▶ Aim of the task: Please write out all of the entries without altering anything.

▶ Extracted material:
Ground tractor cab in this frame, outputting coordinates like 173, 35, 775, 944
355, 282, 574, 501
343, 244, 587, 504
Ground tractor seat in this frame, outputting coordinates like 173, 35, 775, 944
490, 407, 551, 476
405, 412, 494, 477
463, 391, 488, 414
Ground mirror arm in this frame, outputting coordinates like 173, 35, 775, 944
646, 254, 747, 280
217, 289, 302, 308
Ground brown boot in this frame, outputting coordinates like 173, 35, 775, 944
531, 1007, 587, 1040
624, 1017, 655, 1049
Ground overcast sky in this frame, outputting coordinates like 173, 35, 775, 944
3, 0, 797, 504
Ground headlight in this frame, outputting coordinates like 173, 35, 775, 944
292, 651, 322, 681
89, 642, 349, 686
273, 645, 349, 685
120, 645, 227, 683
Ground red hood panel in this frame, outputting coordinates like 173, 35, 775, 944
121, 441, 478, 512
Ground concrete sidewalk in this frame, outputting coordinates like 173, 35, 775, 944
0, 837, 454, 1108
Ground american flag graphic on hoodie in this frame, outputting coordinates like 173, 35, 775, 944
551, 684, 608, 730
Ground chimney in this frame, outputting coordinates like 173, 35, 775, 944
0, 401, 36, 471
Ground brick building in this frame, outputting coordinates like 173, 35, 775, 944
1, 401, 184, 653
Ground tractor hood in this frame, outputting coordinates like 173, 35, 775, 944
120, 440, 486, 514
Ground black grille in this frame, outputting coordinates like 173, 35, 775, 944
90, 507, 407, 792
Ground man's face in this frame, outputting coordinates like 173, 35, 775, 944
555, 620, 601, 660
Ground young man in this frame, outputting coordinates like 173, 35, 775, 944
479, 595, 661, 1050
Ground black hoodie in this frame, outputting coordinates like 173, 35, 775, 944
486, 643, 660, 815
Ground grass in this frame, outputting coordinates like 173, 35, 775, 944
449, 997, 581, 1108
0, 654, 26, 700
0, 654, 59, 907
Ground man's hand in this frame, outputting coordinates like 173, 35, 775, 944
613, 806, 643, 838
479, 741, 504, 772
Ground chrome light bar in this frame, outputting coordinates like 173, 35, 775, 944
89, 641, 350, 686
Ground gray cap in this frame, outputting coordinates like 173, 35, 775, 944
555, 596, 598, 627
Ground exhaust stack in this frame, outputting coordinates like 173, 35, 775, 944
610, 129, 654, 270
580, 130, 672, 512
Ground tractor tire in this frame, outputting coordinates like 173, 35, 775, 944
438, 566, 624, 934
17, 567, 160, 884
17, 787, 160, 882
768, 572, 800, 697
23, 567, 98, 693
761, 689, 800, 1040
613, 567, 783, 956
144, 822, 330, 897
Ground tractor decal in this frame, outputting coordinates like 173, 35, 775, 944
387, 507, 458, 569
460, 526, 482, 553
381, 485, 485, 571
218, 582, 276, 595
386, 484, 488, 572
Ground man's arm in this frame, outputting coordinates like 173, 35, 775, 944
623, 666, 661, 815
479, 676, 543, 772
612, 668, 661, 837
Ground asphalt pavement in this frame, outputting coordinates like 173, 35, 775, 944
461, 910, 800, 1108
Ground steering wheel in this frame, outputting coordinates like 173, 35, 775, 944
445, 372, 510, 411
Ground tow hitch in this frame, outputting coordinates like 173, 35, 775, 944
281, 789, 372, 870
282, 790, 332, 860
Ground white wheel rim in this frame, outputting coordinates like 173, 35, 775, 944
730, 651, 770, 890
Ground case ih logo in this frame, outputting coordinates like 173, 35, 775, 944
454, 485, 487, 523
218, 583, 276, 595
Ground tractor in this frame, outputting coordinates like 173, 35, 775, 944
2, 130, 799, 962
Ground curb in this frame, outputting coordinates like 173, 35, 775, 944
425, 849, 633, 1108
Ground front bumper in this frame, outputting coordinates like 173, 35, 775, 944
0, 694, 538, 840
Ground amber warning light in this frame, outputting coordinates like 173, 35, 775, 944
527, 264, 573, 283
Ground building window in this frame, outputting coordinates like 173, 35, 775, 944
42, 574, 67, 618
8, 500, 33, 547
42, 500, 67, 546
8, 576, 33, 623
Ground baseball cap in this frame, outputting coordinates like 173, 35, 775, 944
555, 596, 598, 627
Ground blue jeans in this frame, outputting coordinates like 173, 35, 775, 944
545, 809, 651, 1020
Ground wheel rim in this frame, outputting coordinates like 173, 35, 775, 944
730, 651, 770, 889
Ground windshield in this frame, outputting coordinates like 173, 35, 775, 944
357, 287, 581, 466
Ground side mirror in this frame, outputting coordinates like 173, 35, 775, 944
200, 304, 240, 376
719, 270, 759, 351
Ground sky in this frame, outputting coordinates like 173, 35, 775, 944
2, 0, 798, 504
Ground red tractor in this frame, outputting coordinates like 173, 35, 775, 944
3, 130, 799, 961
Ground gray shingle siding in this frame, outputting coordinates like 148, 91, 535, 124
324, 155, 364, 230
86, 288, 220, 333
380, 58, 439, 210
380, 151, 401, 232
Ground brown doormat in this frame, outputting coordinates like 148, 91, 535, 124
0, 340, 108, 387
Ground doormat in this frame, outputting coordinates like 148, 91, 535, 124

▶ Problem solution:
Ground tractor cab in this frame, outputting coordinates like 173, 35, 775, 944
355, 282, 574, 501
343, 244, 587, 504
Ground tractor seat in this frame, outputting coordinates like 173, 35, 775, 944
490, 407, 551, 476
405, 412, 494, 477
463, 391, 488, 414
Ground mirror arm in this frame, outputting coordinates like 173, 35, 775, 944
646, 254, 747, 280
217, 289, 302, 308
Ground brown boot in this frame, outputting coordinates like 173, 35, 775, 944
531, 1007, 587, 1040
624, 1017, 655, 1049
Ground overcast sky in this frame, outputting coordinates like 173, 35, 775, 944
3, 0, 797, 504
Ground headlight in this frame, outputting coordinates like 173, 35, 775, 944
292, 651, 322, 681
89, 642, 349, 686
273, 645, 349, 685
120, 645, 227, 683
Ground red hood panel in this frame, outputting coordinates like 173, 35, 775, 944
121, 441, 478, 512
Ground concrete sidewalk in this frame, outputting coordinates like 173, 35, 775, 944
0, 837, 454, 1108
Ground american flag graphic on hoodie in this frame, outputting coordinates like 173, 35, 775, 944
551, 684, 608, 730
Ground chimney in this frame, outputting coordinates like 173, 35, 775, 944
0, 401, 36, 471
Ground brick building in this frame, outputting coordinates like 173, 35, 775, 944
1, 401, 184, 653
Ground tractor hood in this frame, outputting coordinates like 173, 35, 775, 944
120, 440, 486, 514
Ground black grille in this frame, outputting coordinates like 173, 35, 775, 944
90, 507, 407, 792
Ground man's face in this frame, outputting coordinates like 173, 35, 775, 944
555, 620, 601, 660
Ground young man in this frame, outputting coordinates like 173, 35, 775, 944
479, 595, 661, 1050
Ground black hoodie in this frame, outputting coordinates like 173, 35, 775, 944
486, 643, 660, 815
Ground grass in this frame, outputting coordinates like 173, 35, 775, 944
449, 997, 581, 1108
0, 654, 26, 700
0, 654, 59, 907
Ground man's hand in this frame, outputting coordinates like 173, 35, 775, 944
613, 806, 643, 838
479, 741, 504, 772
Ground chrome light bar in this frame, outputting coordinates like 173, 35, 775, 944
89, 641, 350, 686
Ground gray cap in this frame, outputting coordinates like 173, 35, 775, 944
555, 596, 598, 627
Ground exhaust stack in this frame, outputting coordinates like 173, 35, 775, 944
610, 129, 654, 270
580, 130, 672, 512
Ground tractor tire in this frame, outputting coordinates like 173, 35, 775, 944
438, 566, 624, 934
17, 567, 160, 884
17, 787, 160, 882
768, 572, 800, 697
23, 567, 98, 693
761, 689, 800, 1040
613, 567, 783, 956
144, 822, 330, 897
Ground tractor decal in this frame, outputting coordinates like 173, 35, 775, 944
387, 507, 458, 569
460, 526, 482, 553
381, 485, 485, 571
218, 582, 276, 595
386, 484, 488, 572
Ground man's arm in this frame, outputting coordinates like 173, 35, 775, 944
623, 666, 661, 815
479, 676, 543, 772
612, 668, 661, 837
Ground asphalt pavement in this frame, outputting coordinates like 173, 35, 775, 944
461, 910, 800, 1108
Ground steering wheel in this frame, outputting coordinates like 173, 35, 775, 944
445, 372, 510, 411
Ground tow hitch in this frame, outputting coordinates like 173, 35, 775, 944
281, 789, 372, 870
282, 790, 332, 860
Ground white wheel rim in this frame, outputting coordinates like 173, 35, 775, 944
730, 651, 770, 890
Ground case ih logo in this frame, outputting coordinates like 173, 35, 775, 944
454, 485, 487, 523
218, 583, 276, 595
Ground tractor in this frame, outputting coordinates like 173, 35, 775, 944
2, 130, 799, 962
Ground curb in this frame, outputting coordinates like 173, 35, 775, 944
425, 849, 633, 1108
Ground front bumper in this frame, outputting coordinates like 173, 35, 775, 944
0, 694, 538, 840
Ground amber warning light in this frame, outputting coordinates like 173, 35, 775, 944
527, 264, 573, 283
Ground building window in this frame, outputting coordinates like 173, 35, 775, 944
42, 574, 67, 618
8, 500, 33, 547
42, 500, 67, 546
8, 576, 33, 623
Ground baseball cap in this frame, outputting coordinates like 173, 35, 775, 944
555, 596, 598, 627
Ground blue jeans in this frame, outputting coordinates like 173, 35, 775, 944
545, 809, 651, 1020
Ground wheel rim in this frame, outputting coordinates like 173, 35, 775, 944
730, 651, 770, 889
Ground windshield in this frame, outputting coordinates like 173, 35, 775, 944
357, 287, 581, 466
Ground side mirror in this frame, outputting coordinates like 173, 35, 775, 944
200, 304, 240, 376
719, 270, 759, 351
Ground sky in this frame, outputting coordinates like 173, 35, 775, 944
2, 0, 798, 504
Ground red tractor in this frame, outputting coordinates like 173, 35, 775, 944
3, 130, 799, 961
Ground gray shingle siding in this frame, outputting coordinates like 148, 91, 535, 124
324, 155, 364, 230
86, 288, 220, 333
380, 58, 439, 210
380, 151, 401, 232
Ground brown doormat in this frame, outputting coordinates like 148, 91, 535, 124
0, 340, 108, 387
Ground doormat in this frame, outputting coordinates like 148, 91, 535, 124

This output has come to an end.